→ Written problem A
In one to three sentences, explain why Sunday dinners were considered sacred, according to the essay on poverty and food.

→ Selected excerpt

▬▬▬▬▬▬▬▬▬▬

There were five of us—three girls and two boys—and we were poor. The kind of poor that leaves fingerprints on your adulthood. Back when “food stamps” weren’t digital cards but booklets you tore from and handed to the cashier like confessions. We weren’t the only ones, though it sometimes felt that way. Poverty has a way of isolating you, even when the whole block is living on the same prayer.
Back then, families were closer. Sunday dinners were sacred, not just for the food but for the ritual of it. You could smell a neighborhood coming alive—collard greens wilting slowly on one stove, beans softening on another, cornbread baking somewhere down the street. These weren’t meals for show. They were meals that stuck to your ribs—food that held you up when money couldn’t. The kind of food that whispered, You’ll make it another week.
Now, everything feels fragile. Groceries cost more than rent used to. People work two jobs and still stand in lines that stretch around food banks. The price of “enough” keeps climbing, and somehow, we’re supposed to just keep smiling through it.
And with this government shutdown—when paychecks stop, and benefits are frozen—it’s hard not to feel that same hollow echo in the stomach that so many of us grew up with. You start to realize how close the edge really is, and how many are already there.
We have celebrity chefs and cooking competitions, but fewer people know how to create something from almost nothing. Food has become entertainment instead of education. We scroll past videos of perfectly plated dishes while families debate whether to buy milk or gas. Somewhere between delivery apps and drive-thrus, we forgot how to feed ourselves.

▬▬▬▬▬▬▬▬▬▬

→ Written problem B
Pick out every line of the records that contains the word "mountain".

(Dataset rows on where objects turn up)
▬▬▬▬▬▬▬▬▬▬

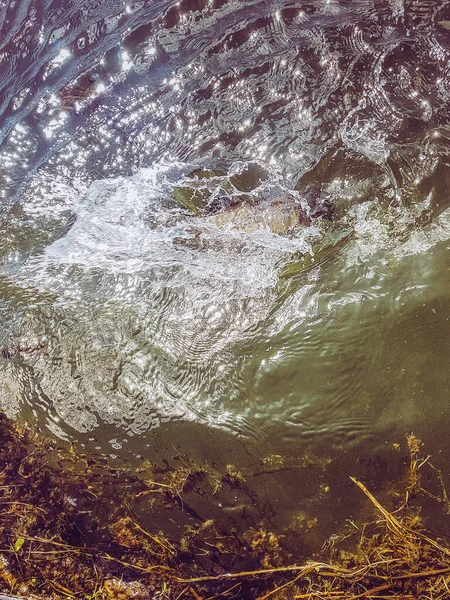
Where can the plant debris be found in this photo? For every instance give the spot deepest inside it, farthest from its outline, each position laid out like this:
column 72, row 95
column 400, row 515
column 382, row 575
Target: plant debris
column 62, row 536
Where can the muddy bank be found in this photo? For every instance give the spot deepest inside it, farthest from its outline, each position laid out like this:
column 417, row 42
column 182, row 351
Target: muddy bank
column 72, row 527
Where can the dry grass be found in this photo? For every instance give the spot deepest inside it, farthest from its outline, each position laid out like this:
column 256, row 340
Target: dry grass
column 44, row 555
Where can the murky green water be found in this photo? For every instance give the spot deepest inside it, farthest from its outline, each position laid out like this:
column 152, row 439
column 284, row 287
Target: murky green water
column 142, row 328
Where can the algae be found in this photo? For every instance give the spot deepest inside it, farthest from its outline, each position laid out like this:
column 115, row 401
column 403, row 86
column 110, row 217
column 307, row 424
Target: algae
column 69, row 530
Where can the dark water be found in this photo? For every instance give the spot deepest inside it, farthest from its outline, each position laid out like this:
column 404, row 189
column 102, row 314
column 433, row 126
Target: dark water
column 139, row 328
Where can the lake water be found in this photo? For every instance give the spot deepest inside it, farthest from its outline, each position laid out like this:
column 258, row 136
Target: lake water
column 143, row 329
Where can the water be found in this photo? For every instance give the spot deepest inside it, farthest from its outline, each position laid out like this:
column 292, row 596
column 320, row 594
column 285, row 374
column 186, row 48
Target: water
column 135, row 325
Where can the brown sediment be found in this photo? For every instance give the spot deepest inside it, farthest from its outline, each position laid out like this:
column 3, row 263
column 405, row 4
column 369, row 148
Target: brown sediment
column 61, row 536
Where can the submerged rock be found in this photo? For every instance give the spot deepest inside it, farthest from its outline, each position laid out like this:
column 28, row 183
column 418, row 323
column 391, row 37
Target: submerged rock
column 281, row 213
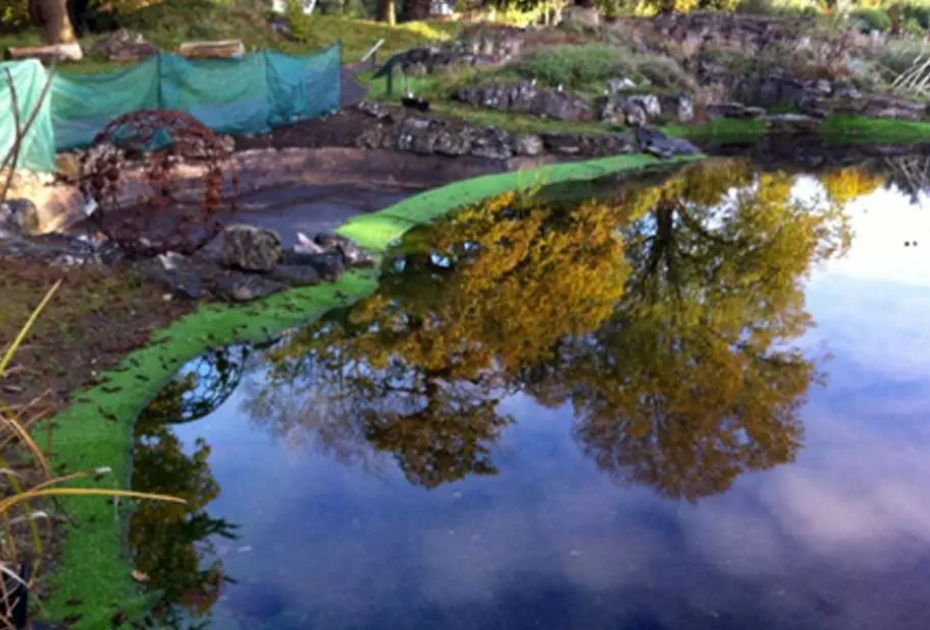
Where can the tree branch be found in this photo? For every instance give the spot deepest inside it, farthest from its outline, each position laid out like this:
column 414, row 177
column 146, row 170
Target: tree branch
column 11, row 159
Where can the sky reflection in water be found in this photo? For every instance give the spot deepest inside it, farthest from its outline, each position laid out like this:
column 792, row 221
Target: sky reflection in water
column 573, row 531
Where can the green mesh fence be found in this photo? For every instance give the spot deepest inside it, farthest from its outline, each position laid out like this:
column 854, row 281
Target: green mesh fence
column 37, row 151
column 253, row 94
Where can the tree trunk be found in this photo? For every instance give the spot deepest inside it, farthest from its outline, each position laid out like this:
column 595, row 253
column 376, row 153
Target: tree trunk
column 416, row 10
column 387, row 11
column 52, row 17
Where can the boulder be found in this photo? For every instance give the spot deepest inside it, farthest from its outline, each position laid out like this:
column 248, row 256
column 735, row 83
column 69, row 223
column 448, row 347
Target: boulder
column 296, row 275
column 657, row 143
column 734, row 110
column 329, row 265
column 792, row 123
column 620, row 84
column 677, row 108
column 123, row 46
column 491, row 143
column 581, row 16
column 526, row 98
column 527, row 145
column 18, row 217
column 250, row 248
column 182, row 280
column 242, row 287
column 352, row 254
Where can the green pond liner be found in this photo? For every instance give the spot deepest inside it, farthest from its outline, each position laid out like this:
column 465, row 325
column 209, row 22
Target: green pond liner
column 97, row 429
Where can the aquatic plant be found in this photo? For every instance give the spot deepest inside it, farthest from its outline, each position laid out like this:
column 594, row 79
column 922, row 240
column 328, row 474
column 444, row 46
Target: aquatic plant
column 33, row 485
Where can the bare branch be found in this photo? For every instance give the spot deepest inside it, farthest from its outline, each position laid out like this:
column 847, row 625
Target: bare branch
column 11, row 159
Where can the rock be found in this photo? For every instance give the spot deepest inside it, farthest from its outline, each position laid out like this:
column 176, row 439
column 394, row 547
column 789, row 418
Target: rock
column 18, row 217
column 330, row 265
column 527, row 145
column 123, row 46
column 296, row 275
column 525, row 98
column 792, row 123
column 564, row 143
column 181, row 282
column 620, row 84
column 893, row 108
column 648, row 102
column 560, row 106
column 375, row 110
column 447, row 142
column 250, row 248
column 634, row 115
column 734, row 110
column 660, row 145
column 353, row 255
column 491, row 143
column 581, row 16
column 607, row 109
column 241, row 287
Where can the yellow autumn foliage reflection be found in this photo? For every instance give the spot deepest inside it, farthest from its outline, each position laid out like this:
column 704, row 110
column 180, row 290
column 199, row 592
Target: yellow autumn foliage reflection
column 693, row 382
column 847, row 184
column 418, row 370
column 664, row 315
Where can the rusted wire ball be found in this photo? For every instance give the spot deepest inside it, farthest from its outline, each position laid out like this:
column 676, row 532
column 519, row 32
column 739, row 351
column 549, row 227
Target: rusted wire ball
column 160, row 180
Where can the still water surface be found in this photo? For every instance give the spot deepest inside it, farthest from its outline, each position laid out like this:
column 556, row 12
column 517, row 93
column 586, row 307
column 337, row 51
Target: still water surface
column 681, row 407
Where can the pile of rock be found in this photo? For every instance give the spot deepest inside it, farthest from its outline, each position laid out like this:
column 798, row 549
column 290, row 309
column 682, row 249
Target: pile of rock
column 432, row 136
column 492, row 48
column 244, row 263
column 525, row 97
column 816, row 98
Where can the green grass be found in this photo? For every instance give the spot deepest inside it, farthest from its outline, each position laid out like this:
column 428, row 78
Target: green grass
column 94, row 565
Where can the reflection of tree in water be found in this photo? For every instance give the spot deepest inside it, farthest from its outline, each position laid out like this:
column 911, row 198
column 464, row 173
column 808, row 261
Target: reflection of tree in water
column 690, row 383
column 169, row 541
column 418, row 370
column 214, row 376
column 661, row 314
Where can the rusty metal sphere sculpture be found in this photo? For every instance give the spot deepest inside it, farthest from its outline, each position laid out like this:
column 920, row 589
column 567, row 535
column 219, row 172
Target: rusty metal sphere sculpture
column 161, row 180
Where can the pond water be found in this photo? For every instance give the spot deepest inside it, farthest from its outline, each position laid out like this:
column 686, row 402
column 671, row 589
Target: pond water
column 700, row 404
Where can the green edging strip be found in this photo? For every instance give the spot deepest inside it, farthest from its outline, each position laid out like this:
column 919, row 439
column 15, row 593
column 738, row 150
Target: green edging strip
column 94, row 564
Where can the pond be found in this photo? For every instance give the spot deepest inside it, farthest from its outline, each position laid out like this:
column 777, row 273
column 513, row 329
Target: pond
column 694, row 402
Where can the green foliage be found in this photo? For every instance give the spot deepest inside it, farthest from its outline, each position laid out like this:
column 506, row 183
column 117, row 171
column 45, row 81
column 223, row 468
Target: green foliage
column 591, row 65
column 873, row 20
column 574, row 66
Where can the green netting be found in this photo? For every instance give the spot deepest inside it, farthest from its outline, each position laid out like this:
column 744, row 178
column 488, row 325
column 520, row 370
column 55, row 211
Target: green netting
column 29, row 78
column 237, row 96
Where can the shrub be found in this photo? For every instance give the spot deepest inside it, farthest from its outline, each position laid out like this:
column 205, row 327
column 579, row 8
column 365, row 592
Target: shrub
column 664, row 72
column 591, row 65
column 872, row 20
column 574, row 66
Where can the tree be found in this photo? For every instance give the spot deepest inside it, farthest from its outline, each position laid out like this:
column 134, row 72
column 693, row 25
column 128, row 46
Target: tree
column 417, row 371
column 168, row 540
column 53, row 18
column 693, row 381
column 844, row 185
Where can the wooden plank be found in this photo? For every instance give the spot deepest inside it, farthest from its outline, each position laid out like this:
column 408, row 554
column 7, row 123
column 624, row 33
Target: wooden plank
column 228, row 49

▬▬▬▬▬▬▬▬▬▬

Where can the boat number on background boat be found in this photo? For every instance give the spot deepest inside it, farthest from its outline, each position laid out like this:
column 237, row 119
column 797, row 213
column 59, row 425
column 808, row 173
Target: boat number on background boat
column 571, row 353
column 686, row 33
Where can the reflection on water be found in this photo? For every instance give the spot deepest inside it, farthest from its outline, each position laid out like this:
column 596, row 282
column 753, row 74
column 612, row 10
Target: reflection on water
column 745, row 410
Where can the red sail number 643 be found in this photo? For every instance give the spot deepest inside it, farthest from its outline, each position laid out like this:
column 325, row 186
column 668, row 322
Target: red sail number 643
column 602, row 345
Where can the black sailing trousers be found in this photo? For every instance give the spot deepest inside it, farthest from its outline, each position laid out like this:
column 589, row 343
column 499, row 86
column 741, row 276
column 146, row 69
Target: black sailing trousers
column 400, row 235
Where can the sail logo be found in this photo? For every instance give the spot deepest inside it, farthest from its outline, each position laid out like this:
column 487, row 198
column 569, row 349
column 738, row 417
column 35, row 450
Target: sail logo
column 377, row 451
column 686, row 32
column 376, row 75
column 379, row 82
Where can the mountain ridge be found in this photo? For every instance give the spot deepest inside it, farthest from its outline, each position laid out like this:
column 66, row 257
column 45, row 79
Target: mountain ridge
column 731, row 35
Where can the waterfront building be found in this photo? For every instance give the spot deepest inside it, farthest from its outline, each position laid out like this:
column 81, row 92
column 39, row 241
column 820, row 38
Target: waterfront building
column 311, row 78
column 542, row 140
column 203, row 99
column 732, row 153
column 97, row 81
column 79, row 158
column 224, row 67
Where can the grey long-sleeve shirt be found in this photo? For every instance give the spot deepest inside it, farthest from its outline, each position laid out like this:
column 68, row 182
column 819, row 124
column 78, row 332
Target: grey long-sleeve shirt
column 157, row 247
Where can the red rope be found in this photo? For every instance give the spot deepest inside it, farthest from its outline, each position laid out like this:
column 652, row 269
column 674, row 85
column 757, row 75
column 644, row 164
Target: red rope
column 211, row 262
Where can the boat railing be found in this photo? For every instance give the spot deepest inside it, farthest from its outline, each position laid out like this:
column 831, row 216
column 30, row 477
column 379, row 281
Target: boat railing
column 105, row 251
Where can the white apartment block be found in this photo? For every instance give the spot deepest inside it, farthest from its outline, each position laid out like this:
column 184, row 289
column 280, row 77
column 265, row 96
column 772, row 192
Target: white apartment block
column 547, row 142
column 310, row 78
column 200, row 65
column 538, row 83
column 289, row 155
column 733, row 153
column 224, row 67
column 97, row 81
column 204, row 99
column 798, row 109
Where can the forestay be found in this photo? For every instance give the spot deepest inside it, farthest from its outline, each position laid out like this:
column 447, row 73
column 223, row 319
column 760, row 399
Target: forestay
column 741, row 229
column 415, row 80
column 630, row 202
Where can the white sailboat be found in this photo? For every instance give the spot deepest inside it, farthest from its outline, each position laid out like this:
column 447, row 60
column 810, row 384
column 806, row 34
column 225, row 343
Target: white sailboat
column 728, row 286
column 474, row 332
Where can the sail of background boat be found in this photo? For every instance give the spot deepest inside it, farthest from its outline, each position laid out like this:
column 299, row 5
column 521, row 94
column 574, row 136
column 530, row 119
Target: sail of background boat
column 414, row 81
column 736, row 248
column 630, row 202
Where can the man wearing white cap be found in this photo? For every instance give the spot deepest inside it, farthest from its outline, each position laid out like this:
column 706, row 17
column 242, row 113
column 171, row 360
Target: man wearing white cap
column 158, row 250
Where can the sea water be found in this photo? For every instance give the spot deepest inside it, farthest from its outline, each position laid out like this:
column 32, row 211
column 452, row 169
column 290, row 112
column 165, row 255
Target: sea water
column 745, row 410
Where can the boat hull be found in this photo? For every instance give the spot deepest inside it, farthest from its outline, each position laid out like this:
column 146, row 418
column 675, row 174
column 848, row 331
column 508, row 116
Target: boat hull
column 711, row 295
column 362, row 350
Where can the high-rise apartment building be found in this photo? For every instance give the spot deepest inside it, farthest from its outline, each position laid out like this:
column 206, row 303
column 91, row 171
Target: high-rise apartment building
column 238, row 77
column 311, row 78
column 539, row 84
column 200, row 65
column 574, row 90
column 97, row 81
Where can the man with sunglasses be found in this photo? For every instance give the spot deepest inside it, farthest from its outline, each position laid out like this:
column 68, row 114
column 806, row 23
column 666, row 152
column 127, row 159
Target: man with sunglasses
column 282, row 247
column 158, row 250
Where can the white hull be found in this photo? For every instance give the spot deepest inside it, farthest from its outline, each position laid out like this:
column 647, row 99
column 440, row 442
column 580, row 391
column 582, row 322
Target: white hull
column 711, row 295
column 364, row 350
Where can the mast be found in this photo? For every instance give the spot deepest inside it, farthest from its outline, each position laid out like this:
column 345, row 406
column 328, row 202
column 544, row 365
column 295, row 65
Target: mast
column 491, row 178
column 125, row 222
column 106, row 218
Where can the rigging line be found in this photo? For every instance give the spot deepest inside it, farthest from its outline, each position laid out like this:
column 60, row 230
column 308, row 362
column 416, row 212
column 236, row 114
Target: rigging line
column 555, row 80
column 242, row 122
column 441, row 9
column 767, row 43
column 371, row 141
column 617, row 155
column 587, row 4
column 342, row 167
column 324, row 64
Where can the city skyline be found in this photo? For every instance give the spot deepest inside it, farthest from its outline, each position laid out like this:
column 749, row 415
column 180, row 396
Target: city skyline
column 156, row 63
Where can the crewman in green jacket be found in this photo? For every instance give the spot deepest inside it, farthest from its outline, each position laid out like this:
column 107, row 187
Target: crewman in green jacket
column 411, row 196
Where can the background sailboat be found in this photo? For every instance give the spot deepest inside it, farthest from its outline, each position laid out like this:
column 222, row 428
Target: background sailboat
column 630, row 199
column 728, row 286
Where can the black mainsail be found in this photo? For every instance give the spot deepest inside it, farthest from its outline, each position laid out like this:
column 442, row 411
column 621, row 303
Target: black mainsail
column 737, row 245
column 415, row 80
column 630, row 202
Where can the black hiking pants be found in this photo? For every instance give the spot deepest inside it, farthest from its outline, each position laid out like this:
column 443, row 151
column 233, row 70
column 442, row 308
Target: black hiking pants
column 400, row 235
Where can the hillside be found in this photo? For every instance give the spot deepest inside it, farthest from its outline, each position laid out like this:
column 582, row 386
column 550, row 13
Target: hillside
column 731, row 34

▬▬▬▬▬▬▬▬▬▬

→ Task solution A
Sunday dinners were sacred not only for the food but for the ritual of the meal itself.

→ Task solution B
Where can the mountain ridge be found in this photo? For every instance give the spot deepest inside it, farthest from its outline, each position laid out like this:
Target: mountain ridge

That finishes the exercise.